(Text under study Opens)

To measure the extent of alloreactive T-cell stimulation in mixed lymphocyte cultures (MLCs) and the effect of adding PRN on the induction of alloreactive CTL effectors, we used the mixed lymphocyte reaction (MLR) assay, as previously described (Sheil et al. 1987). T-cell proliferation was determined in a one-way MLR assay on day 4 of culture by the incorporation of tritiated thymidine (3H-TdR) by proliferating T cells. Briefly, after 72 hr of culture, 5 × 105 viable 1° MLC cells in 100 μL plus 1 μCi 3H-TdR in 100 μL RP-10 were added per well to four wells per sample in a 96-well plate (Corning-Costar; Corning Life Sciences). After incubation for 18–24 hr at 37°C in a 7% CO2 humidified incubator, the cells were harvested, and the amount of proliferation was determined by measuring 3H-TdR uptake, as reflected by the total radioactive counts per sample in liquid scintillation fluid.

51Cr-release assay

We determined the lytic activity of peptide-specific and alloreactive effector CTLs using a standard 4-hr in vitro 51Cr-release assay, as previously described (Sheil et al. 1987). Briefly, tumor cells to be used as targets were labeled with radioactive sodium chromate (Na51Cr) and mixed with titrated doses of peptide-specific or alloreactive CTLs in 200 μL RP-10/well in 96-well round-bottom microtiter plates (Costar-Corning; Corning Life Sciences). The plates were incubated at 37°C in 7% CO2 for 4 hr and centrifuged, and 100 μL supernatant was collected from each well. The amount of specific lysis was determined according to the following formula: % specific lysis = (experimental release – spontaneous release) ÷ (maximum release – spontaneous release) × 100.

PRN exposure

PRN (3,4-dichloroproprionaniline; > 97% purity) was purchased from Chem Service, Inc. (West Chester, PA) and dissolved in 70% ethanol (EtOH). Exposure of alloreactive effectors to PRN in vitro was accomplished by the addition of PRN concentrations of 16, 33, or 66 μM to the culture media at the initiation of culture (day 0) for 1° MLCs; for 2° MLCs, the PRN concentrations used were 66 and 165 μM. PRN remained in the media for the duration of the culture incubation period—usually 7 days. APCs and target cells were exposed in vitro to PRN (200 μM) for a period of either 18 hr or 2 hr at 37°C in 7% CO2, after which the PRN is washed out of the cultures.

(Text under study Closes)
(Dataset section Opens)

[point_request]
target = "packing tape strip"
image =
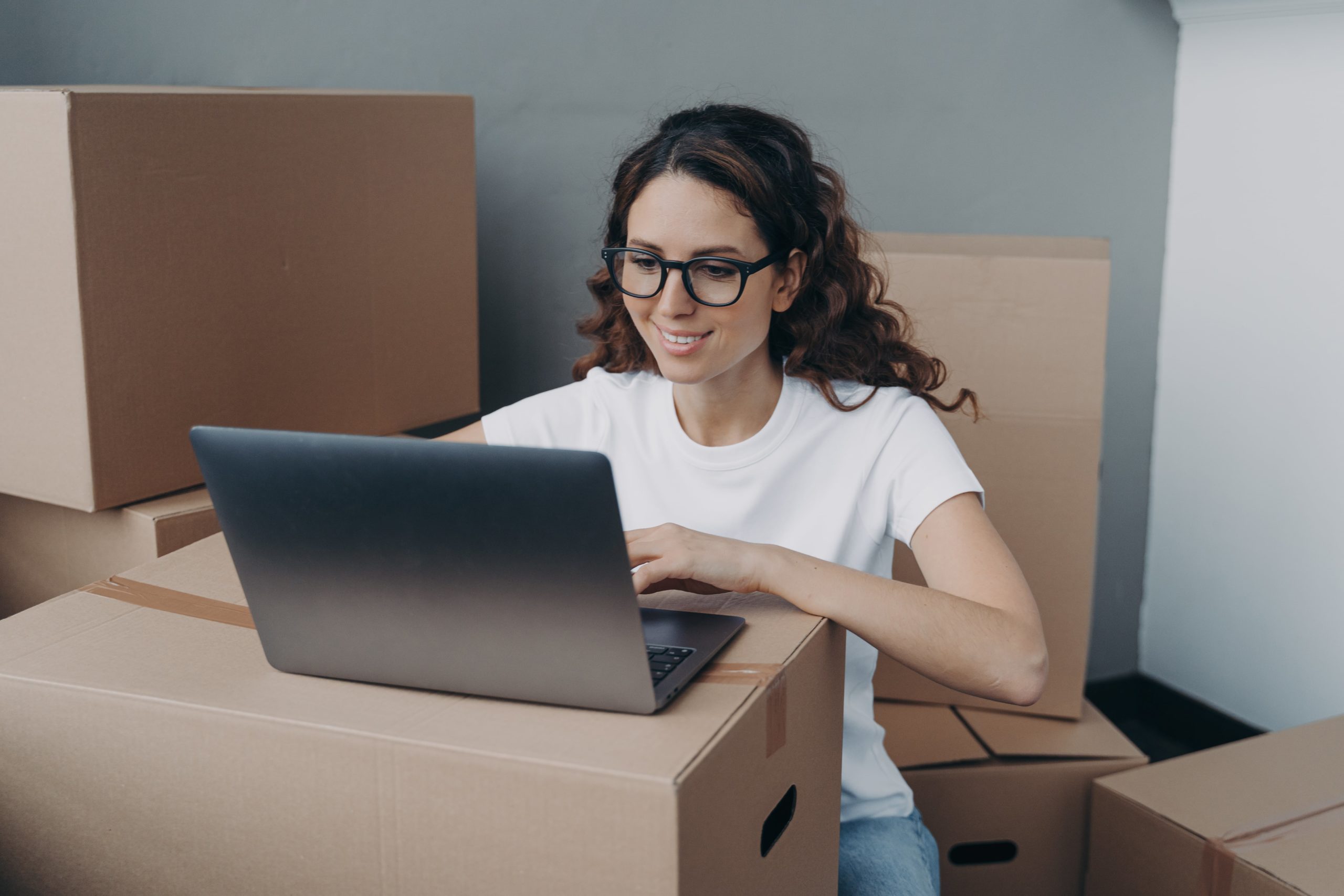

(Dataset section Closes)

- **Assignment**:
In the methods text, which company supplied the PRN?

- **Response to the exercise**:
Chem Service, Inc. (West Chester, PA)